* **Exercise requirements**:
[1] Please reproduce everything in the songs-of-the-week post from "Read our rave" down to "amidst the frenzy.".
[2] Carry the songs-of-the-week post on from its last sentence.
** begin Excerpt provided **
10 Best Songs of the Week: Nilüfer Yanya, Linn Koch-Emmery, Fat Dog, Crumb, St. Vincent, and More | Under the Radar | Music Blog for the Indie Music Magazine
Tuesday, July 16th, 2024  

10 Best Songs of the Week: Nilüfer Yanya, Linn Koch-Emmery, Fat Dog, Crumb, St. Vincent, and More

Plus Margaret Glaspy, Thurston Moore, Storefront Church, and a Wrap-up of the Week’s Other Notable New Tracks

Apr 26, 2024 Bookmark and Share


Welcome to the fourteenth Songs of the Week of 2024. This week Andy Von Pip, Mark Moody, and Scott Dransfield helped me decide what should make the list. We seriously considered over 20 songs this week and narrowed it down to a Top 10.

Last week we announced our new print issue, The ’90s Issue, featuring The Cardigans and Thurston Moore of Sonic Youth on the covers. Buy it from us directly here.

In the past few weeks we posted interviews with Sam Evian, Cheekface, Chastity Belt, Elbow, Julia Holter, Ride, Slowdive, and others.

In the last week we reviewed some albums.

To help you sort through the multitude of fresh songs released in the last week, we have picked the 10 best the last seven days had to offer, followed by some honorable mentions. Check out the full list below.

1. Nilüfer Yanya: “Like I Say (I runaway)”

This week, Nilüfer Yanya shared a new song, “Like I Say (I runaway),” via a music video in which she is a runaway bride. It is the first single for the British artist’s new label, Ninja Tune. Yanya’s sister, Molly Daniel, directed the video.

“It’s about how you choose to spend your time,” says Yanya in a press release. “Time is like a currency, every moment. You’re never going to get it back. It’s quite an overwhelming thing to realize.”

Yanya co-wrote the song with her regular creative partner, Wilma Archer. It follows her 2022 album, PAINLESS, and her 2019 debut album, Miss Universe, (both released on ATO).

Read our in-depth interview with Yanya about PAINLESS here.

Read our rave review of the album here.

Yanya was also one of the artists on the cover of our 20th Anniversary print issue. By Mark Redfern

2. Linn Koch-Emmery: “No Hands”

Swedish musician Linn Koch-Emmery is gearing up for the release of her upcoming album Borderline Iconic, which is set to be released on May 24. This week she unveiled her latest track, “No Hands,” which displays her distinctive sound, blending a backdrop of abrasive guitar with catchy hooks and evocative lyrics. The song reflects the chaos of modern life, offering a moment of escape amidst the frenzy.
** end Excerpt provided **
** begin Source data **
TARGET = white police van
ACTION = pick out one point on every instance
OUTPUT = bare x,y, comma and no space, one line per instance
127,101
** end Source data **
* **Answers to the exercise**:
[1]
Read our rave review of the album here.

Yanya was also one of the artists on the cover of our 20th Anniversary print issue. By Mark Redfern

2. Linn Koch-Emmery: “No Hands”

Swedish musician Linn Koch-Emmery is gearing up for the release of her upcoming album Borderline Iconic, which is set to be released on May 24. This week she unveiled her latest track, “No Hands,” which displays her distinctive sound, blending a backdrop of abrasive guitar with catchy hooks and evocative lyrics. The song reflects the chaos of modern life, offering a moment of escape amidst the frenzy.

[2]
Of the track, Linn Koch-Emmery reveals, “‘No Hands’ is about living, loving, and losing in the fast lane. Imagine this being what corporate people dream of when they get their $5 flat white in the morning.”

Linn was born in Hamburg, Germany, and raised in Norrköping, Sweden. Growing up, she found solace in music during her childhood and teenage years, using it as an escape from anxiety. Initially aspiring to be in a band with her twin sister and friends, she transitioned to a solo career. In 2018, she made her debut with the EP Waves, followed by her first album Being the Girl in 2021, which earned her a nomination for a Swedish Grammy Award. Borderline Iconic looks set to cement her burgeoning reputation as a compelling and insightful singer/songwriter. By Andy Von Pip

3. Fat Dog: “Running”

This week, South London five-piece Fat Dog announced their debut album, WOOF., and shared a new song from it, “Running,” via a music video. They also announced some fall North American tour dates. WOOF. is due out September 6 via Domino. Check out the album’s tracklist and cover artwork, as well as the tour dates, here.

Joe Love fronts Fat Dog and the band also features Chris Hughes (keyboards/synths), Ben Harris (bass), Johnny Hutchinson (drums) and Morgan Wallace (keyboards/saxophone). Love produced the album with James Ford and Jimmy Robertson. Influences mentioned in the press release include: Bicep, I.R.O.K, Kamasi Washington, and the Russian experimental EDM group Little Big. WOOF. includes the band’s previously released first two singles, “King of the Slugs” and “All the Same.”

“A lot of music at the moment is very cerebral and people won’t dance to it,” says Hughes. “Our music is the polar opposite of thinking music.” By Mark Redfern

4. Crumb: “The Bug”

New York City-based quartet Crumb are releasing a new album, AMAMA, on May 17 via the band’s own label, Crumb Records. This week they shared its second single, “The Bug,” via a music video and announced some new tour dates.

Crumb features singer and multi-instrumentalist Lila Ramani, keyboardist, and saxophonist Bri Aronow, bassist Jesse Brotter, and drummer Jonathan Gilad.

Ramani had this to say about the song in a press release: “‘The Bug’ is a song that has existed in our universe since early Crumb days, pre-Jinx era. The origins go back to a motel in Nebraska on one of our earliest tours when I woke up with a bunch of bed bug bites. Wired and unable to sleep, I wandered around the motel singing what would become the outro to the song. Years later when we were finally recording it, it took on a more tender meaning…the bug doesn’t have to be an insect - the bug can be a friend, a lover, or that nagging feeling that finds you late at night.”

Previously they shared the album’s title track via a music video. “AMAMA” was one of our Songs of the Week.

The band recorded the album in Los Angeles and produced it alongside Johnscott Sanford and Jonathan Rado. AMAMA is the band’s third album, following 2021’s Ice Melt and 2019’s Jinx. By Mark Redfern

5. St. Vincent: “Big Time Nothing”

St. Vincent (aka Annie Clark) released a new album, All Born Screaming, today via Virgin Music Group. Earlier this week she shared its third single, “Big Time Nothing.”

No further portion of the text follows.